* **What to do**
The data that follows is to be given again, exactly as written.

Items from a dataset
[Start of section]

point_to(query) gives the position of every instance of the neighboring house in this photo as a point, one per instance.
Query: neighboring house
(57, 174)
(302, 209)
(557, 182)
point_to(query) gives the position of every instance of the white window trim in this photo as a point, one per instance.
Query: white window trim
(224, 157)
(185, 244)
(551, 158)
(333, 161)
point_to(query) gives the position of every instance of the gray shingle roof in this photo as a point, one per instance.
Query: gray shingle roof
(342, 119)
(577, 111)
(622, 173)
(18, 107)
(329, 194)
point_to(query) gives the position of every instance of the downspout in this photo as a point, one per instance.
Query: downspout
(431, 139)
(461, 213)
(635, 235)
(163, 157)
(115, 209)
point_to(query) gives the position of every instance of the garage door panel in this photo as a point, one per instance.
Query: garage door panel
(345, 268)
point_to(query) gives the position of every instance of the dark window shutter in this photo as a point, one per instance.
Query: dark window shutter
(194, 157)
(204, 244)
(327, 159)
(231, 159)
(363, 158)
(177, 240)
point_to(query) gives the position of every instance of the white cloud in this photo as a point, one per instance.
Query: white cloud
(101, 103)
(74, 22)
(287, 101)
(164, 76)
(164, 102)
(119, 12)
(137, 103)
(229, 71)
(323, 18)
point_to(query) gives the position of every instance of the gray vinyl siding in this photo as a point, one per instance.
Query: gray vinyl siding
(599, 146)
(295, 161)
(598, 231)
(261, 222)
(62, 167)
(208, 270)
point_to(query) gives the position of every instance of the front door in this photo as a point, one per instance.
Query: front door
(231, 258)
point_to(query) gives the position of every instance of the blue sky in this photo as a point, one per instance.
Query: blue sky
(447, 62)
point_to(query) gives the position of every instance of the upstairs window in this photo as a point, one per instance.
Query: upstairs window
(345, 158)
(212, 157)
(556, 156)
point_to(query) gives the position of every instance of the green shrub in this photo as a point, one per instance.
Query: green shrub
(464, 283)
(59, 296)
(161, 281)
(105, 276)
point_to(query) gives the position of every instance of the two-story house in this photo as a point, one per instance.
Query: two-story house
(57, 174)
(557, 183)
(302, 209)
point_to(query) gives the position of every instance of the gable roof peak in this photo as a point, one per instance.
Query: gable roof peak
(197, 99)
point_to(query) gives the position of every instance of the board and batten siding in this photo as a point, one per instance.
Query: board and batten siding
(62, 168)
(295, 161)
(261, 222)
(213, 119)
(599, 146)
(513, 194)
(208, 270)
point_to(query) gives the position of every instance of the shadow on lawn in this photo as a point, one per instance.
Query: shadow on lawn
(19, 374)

[End of section]

* **Solution**
point_to(query) gives the position of every instance of the neighboring house in this photo as a point, one per instance.
Query: neighboring house
(57, 174)
(302, 209)
(557, 182)
point_to(query) gives the position of every instance of the white window trim in this photo as a point, one per instance.
Query: white window trim
(224, 157)
(185, 244)
(551, 158)
(333, 161)
point_to(query) gives the position of every instance of the gray shingle roof in this photo as a point, one per instance.
Query: gray shingle roof
(342, 119)
(577, 111)
(622, 173)
(18, 107)
(329, 194)
point_to(query) gives the position of every instance of the downspout in this photo as a point, one per instance.
Query: downspout
(431, 139)
(461, 213)
(635, 235)
(163, 157)
(115, 209)
point_to(query) gives the position of every instance of the garage door panel in this photo as a point, one per instance.
Query: garage door panel
(345, 268)
point_to(query) gives the position of every instance of the dark window shutter in this photo as a point, one per instance.
Query: dark window shutter
(194, 157)
(204, 244)
(327, 159)
(231, 159)
(363, 158)
(177, 240)
point_to(query) gives the position of every instance of the white cloud in this photo as a point, one per instance.
Query: white cloud
(101, 103)
(74, 22)
(287, 101)
(164, 76)
(164, 102)
(119, 12)
(137, 103)
(229, 71)
(323, 18)
point_to(query) gives the position of every instance of the gray vinyl siding in this photo as a point, one per instance.
Query: gray vinyl siding
(599, 146)
(295, 161)
(598, 231)
(261, 222)
(62, 167)
(208, 270)
point_to(query) gives the position of every instance of the front door in this photo as a point, one per instance.
Query: front door
(231, 258)
point_to(query) gives the position of every instance of the blue sky in this photo as a point, one per instance.
Query: blue sky
(447, 62)
point_to(query) gives the position of every instance of the upstairs window in this photo as a point, one per instance.
Query: upstairs window
(345, 158)
(212, 157)
(556, 156)
point_to(query) gives the position of every instance of the green shrub in this photo as a point, one per instance.
Query: green shrub
(464, 283)
(59, 296)
(161, 281)
(105, 276)
point_to(query) gives the position of every instance of the two-story house in this photo as a point, one per instance.
Query: two-story house
(57, 174)
(557, 183)
(302, 209)
point_to(query) gives the position of every instance of the gable roof peak in this photo as a point, one per instance.
Query: gable roof peak
(197, 99)
point_to(query) gives the position of every instance of the board and batten siding in this photo as a point, one per instance.
Query: board and batten siding
(62, 168)
(295, 161)
(261, 222)
(213, 119)
(599, 146)
(513, 194)
(208, 270)
point_to(query) gives the position of every instance of the shadow on lawn in this photo as a point, one per instance.
Query: shadow on lawn
(19, 374)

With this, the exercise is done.